Berlin. Nach einem Bericht der europäischen Finanzaufsicht ESMA zum Wirecard-Skandal hat die FDP scharfe Kritik an Bundesfinanzminister Olaf Scholz (SPD) und der deutschen Finanzaufsicht Bafin geübt. „Der ESMA-Bericht ist politischer Sprengstoff für Olaf Scholz. Die ESMA formuliert es sehr höflich, aber im Kern stellt sie in den Raum, dass Wirecard politisch geschützt wurde“, sagte der finanzpolitische Sprecher der FDP-Bundestagsfraktion, Florian Toncar, dem RedaktionsNetzwerk Deutschland (RND).

- _Extrahierte Angaben_
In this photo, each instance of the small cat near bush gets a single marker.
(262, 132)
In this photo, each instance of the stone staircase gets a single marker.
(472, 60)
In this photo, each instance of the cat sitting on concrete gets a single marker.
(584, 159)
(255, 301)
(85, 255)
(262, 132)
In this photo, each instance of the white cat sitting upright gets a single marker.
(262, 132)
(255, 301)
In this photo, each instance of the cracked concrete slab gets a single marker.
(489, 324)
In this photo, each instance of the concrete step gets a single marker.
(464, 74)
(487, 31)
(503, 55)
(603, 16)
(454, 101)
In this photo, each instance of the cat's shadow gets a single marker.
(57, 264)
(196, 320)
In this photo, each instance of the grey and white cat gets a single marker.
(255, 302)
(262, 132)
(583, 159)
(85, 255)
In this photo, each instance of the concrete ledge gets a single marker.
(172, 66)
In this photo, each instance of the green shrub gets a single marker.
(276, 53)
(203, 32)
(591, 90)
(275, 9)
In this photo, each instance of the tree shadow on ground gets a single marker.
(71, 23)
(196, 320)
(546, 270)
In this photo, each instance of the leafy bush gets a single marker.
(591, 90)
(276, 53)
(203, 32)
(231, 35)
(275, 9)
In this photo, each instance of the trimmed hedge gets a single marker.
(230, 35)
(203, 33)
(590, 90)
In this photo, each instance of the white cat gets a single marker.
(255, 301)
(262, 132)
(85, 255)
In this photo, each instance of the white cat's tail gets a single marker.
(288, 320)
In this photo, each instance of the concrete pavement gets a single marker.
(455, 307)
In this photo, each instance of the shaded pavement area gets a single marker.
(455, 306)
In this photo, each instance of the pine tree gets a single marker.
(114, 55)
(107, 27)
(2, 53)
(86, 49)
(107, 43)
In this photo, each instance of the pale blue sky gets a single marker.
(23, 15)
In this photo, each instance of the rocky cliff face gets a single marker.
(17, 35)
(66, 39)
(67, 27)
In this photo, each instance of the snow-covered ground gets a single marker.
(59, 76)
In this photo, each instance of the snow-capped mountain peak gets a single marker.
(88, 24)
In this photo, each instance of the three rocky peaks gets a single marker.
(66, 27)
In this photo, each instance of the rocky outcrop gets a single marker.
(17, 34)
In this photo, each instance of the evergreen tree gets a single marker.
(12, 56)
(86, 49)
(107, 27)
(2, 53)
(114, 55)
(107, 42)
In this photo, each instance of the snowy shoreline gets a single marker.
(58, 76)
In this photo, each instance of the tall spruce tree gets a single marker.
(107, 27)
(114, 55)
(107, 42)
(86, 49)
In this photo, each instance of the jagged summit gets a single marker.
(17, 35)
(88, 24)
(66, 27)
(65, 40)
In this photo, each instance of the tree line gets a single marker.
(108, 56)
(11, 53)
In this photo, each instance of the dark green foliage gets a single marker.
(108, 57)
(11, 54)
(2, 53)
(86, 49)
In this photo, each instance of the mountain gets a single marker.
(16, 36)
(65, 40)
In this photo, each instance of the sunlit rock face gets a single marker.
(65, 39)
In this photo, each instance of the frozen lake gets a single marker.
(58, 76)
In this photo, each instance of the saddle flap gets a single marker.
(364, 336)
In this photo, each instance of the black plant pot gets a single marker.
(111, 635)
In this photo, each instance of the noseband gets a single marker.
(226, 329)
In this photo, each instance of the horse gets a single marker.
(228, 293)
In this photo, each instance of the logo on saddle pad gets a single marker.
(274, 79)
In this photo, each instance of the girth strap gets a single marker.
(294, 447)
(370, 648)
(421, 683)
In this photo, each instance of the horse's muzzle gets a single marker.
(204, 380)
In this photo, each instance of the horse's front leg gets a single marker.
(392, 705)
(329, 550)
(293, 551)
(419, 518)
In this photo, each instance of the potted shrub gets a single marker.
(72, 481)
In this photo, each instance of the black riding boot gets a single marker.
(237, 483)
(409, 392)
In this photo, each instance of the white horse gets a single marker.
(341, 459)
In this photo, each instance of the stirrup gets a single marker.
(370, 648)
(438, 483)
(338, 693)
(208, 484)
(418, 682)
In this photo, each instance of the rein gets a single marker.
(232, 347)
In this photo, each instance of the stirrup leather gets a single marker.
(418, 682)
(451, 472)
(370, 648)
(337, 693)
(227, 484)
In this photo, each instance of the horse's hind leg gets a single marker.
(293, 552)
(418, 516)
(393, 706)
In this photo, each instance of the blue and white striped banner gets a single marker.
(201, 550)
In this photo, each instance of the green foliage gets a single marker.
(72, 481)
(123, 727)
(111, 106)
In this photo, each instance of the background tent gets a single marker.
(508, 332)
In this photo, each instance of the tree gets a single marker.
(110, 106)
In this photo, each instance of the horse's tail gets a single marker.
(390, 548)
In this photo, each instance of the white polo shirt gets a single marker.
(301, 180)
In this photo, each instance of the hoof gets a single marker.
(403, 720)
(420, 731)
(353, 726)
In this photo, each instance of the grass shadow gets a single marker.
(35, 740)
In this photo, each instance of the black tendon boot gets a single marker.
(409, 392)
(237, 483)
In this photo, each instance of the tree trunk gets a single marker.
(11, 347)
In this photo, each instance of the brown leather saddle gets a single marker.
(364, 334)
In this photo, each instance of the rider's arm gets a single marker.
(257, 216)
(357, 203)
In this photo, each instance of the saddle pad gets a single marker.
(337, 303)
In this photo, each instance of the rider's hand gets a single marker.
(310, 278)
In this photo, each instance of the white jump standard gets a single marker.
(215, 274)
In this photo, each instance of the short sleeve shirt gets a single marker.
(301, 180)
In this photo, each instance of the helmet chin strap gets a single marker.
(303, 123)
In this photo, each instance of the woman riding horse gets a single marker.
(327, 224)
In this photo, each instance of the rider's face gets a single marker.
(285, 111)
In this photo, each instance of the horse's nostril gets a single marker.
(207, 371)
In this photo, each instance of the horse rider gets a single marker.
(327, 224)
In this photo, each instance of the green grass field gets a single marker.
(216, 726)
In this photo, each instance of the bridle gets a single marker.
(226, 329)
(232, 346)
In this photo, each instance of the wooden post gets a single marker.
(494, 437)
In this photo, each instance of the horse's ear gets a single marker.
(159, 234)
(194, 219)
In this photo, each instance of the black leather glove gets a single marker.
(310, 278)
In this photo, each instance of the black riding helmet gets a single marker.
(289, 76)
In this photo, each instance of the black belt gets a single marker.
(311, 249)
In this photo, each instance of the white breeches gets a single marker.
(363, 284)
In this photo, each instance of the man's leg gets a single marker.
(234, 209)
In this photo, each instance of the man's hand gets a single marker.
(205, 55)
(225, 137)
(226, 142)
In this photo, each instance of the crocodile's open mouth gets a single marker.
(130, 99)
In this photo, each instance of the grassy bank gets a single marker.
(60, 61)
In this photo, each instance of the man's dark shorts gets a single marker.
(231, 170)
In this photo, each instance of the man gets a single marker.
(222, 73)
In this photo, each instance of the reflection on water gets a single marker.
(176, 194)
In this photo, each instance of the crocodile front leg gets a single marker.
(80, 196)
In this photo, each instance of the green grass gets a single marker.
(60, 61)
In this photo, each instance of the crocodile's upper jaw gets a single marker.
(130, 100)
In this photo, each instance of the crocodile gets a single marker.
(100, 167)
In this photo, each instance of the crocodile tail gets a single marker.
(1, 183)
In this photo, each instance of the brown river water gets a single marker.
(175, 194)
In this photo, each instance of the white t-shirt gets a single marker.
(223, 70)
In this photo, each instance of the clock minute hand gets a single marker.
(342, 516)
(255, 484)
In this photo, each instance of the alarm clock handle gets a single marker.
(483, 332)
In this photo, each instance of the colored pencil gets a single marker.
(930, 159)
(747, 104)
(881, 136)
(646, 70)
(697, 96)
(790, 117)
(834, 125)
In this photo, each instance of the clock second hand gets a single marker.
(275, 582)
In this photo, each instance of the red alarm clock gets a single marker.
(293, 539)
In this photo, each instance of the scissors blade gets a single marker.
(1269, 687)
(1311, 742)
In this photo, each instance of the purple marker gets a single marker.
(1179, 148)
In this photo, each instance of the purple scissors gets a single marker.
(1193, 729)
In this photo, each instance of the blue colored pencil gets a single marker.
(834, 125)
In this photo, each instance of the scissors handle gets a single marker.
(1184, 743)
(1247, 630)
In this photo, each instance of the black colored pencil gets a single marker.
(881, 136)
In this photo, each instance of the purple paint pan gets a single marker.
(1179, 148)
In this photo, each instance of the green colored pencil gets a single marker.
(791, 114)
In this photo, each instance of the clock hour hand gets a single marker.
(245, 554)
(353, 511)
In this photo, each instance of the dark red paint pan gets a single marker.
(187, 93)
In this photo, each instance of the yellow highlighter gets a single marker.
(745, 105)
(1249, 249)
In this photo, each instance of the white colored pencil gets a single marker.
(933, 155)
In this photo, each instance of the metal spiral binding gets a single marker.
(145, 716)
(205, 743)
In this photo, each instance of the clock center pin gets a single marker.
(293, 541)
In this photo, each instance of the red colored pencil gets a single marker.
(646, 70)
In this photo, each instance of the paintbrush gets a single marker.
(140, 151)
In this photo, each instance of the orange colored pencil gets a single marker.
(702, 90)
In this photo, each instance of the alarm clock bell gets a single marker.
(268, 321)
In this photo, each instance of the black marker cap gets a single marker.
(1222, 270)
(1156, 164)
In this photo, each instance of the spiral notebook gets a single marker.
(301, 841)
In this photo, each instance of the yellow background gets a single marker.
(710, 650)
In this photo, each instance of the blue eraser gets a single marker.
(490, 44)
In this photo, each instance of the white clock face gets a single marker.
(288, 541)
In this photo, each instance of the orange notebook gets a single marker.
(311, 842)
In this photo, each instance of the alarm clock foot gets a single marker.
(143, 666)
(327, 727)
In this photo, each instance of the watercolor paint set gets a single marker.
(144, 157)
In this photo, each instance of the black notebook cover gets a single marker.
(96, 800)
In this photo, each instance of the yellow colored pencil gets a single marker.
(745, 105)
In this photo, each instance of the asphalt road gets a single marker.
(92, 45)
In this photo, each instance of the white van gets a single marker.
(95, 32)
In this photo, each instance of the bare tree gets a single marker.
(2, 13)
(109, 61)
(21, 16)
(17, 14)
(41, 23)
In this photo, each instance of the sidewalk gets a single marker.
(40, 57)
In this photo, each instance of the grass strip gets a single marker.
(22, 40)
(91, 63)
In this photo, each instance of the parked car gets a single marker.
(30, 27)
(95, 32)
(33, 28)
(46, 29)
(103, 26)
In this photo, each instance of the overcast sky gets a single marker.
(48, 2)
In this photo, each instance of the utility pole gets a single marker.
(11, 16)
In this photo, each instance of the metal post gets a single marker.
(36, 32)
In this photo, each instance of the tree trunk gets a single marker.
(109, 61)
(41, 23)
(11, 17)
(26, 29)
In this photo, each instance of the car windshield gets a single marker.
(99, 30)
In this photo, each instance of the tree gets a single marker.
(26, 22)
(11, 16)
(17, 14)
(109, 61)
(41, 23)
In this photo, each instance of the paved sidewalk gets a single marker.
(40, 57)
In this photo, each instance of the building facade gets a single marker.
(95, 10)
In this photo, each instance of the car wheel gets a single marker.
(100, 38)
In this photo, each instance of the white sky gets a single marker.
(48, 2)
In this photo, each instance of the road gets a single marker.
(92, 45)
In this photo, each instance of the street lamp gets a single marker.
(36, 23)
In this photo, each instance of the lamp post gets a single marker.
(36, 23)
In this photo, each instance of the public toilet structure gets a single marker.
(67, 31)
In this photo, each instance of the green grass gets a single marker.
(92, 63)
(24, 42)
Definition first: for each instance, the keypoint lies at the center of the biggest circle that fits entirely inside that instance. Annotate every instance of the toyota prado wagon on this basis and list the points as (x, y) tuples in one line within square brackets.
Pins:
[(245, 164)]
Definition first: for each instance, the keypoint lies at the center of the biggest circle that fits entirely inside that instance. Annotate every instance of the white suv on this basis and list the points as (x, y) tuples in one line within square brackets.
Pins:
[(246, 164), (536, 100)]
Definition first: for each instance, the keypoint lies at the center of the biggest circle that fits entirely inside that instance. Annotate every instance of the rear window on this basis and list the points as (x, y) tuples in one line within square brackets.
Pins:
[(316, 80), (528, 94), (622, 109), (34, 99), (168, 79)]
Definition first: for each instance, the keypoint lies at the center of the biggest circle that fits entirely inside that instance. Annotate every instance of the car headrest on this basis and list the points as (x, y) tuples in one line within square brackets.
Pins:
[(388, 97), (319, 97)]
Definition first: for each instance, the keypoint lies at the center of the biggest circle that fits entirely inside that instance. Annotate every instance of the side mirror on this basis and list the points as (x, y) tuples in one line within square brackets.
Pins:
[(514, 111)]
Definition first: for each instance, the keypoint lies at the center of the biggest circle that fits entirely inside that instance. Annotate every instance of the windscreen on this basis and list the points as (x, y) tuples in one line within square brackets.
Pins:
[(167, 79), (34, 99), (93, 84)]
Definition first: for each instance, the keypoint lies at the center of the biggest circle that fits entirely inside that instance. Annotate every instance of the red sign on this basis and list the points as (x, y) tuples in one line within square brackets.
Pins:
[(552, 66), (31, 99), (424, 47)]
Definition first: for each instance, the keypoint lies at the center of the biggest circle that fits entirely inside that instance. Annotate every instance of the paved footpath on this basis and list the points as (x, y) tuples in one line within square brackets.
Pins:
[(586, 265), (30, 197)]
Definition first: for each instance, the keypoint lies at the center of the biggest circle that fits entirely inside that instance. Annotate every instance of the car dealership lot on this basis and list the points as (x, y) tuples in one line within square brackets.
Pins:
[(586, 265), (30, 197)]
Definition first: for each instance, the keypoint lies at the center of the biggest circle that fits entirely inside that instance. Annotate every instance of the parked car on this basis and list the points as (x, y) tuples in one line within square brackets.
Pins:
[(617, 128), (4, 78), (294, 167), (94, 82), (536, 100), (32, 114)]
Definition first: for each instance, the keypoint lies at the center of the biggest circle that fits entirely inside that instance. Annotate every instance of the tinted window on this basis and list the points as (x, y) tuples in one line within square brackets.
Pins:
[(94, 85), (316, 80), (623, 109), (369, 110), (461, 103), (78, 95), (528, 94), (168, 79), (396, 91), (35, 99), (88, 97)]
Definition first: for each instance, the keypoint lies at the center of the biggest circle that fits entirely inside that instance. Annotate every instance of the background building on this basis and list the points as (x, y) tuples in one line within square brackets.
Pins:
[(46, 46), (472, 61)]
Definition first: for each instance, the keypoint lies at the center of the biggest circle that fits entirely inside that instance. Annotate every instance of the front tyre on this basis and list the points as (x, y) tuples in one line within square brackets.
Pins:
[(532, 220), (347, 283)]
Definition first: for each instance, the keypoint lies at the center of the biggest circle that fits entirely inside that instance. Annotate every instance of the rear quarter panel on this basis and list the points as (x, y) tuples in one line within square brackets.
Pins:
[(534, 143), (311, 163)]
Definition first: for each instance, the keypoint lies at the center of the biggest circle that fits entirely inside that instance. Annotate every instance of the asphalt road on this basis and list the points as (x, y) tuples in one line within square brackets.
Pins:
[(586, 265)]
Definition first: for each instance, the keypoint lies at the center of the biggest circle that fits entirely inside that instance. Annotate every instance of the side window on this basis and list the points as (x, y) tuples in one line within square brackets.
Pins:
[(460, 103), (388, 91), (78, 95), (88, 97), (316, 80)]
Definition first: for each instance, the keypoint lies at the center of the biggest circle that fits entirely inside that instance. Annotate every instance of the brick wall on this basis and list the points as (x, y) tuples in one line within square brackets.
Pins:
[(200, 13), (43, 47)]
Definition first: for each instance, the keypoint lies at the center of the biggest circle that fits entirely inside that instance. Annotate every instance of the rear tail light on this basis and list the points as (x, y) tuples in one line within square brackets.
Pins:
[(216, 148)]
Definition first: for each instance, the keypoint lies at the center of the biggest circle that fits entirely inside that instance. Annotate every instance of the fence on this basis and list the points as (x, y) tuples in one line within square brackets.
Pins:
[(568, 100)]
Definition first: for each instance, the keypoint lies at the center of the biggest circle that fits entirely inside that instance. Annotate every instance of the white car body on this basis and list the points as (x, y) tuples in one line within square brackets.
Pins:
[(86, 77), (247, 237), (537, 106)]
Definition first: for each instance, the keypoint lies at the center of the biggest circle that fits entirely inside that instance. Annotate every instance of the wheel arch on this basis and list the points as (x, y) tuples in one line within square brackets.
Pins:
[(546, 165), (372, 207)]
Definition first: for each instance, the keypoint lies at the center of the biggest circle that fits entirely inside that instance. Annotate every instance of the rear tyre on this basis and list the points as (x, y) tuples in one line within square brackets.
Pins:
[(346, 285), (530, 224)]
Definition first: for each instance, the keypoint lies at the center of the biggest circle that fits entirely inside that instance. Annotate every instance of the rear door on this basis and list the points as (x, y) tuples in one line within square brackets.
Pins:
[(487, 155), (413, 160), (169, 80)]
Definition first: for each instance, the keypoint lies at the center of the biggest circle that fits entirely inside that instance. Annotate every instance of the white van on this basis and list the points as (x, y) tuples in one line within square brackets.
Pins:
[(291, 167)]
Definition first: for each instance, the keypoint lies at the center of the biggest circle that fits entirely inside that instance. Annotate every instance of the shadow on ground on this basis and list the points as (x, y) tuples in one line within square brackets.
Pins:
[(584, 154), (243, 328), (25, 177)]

- _Aufgabenteile_
1. Schreiben Sie aus dem Textauszug zum Wirecard-Skandal den Abschnitt zwischen „Berlin. Nach einem“ und „RedaktionsNetzwerk Deutschland (RND).“ einschließlich genau ab.
2. Welche Funktion hat Florian Toncar laut dem Textauszug zum Wirecard-Skandal?
3. Führen Sie den Textauszug zum Wirecard-Skandal im Anschluss an seinen letzten Satz fort.

- _Lösungen_
1.
Berlin. Nach einem Bericht der europäischen Finanzaufsicht ESMA zum Wirecard-Skandal hat die FDP scharfe Kritik an Bundesfinanzminister Olaf Scholz (SPD) und der deutschen Finanzaufsicht Bafin geübt. „Der ESMA-Bericht ist politischer Sprengstoff für Olaf Scholz. Die ESMA formuliert es sehr höflich, aber im Kern stellt sie in den Raum, dass Wirecard politisch geschützt wurde“, sagte der finanzpolitische Sprecher der FDP-Bundestagsfraktion, Florian Toncar, dem RedaktionsNetzwerk Deutschland (RND).

2. Er ist finanzpolitischer Sprecher der FDP-Bundestagsfraktion.

3.
„Zudem weist der Bericht auf haarsträubende Praktiken beim Handel von Bafin-Beschäftigten hin“, so Toncar weiter. Die Bafin habe eingeräumt, dass sogar Mitarbeiter mit Zugang zu Insiderinformationen Wirecard-Aktien gehandelt hätten. „Der Vertrauensverlust in die Aufsicht, der damit verbunden ist, ist kaum wiedergutzumachen“, sagte der Liberale. „Wenn Olaf Scholz daraus keine personellen Konsequenzen zieht, ist er endgültig Teil des Problems und nicht der Lösung.“
Die EU-Behörde hat am Dienstagmorgen einen Bericht zur Insolvenz des früheren Finanzdienstleisters und Dax-Konzerns vorgelegt. Darin attestieren die europäischen Prüfer der deutschen Finanzaufsicht etliche Defizite und Versäumnisse. Kritisch sieht die EU-Behörde die Nähe der Bafin zur Politik. Aus der Häufigkeit und dem Detaillierungsgrad der Bafin-Berichte an das Bundesfinanzministerium leitet die ESMA ein „erhöhtes Risiko der Einflussnahme“ durch das Ministerium ab.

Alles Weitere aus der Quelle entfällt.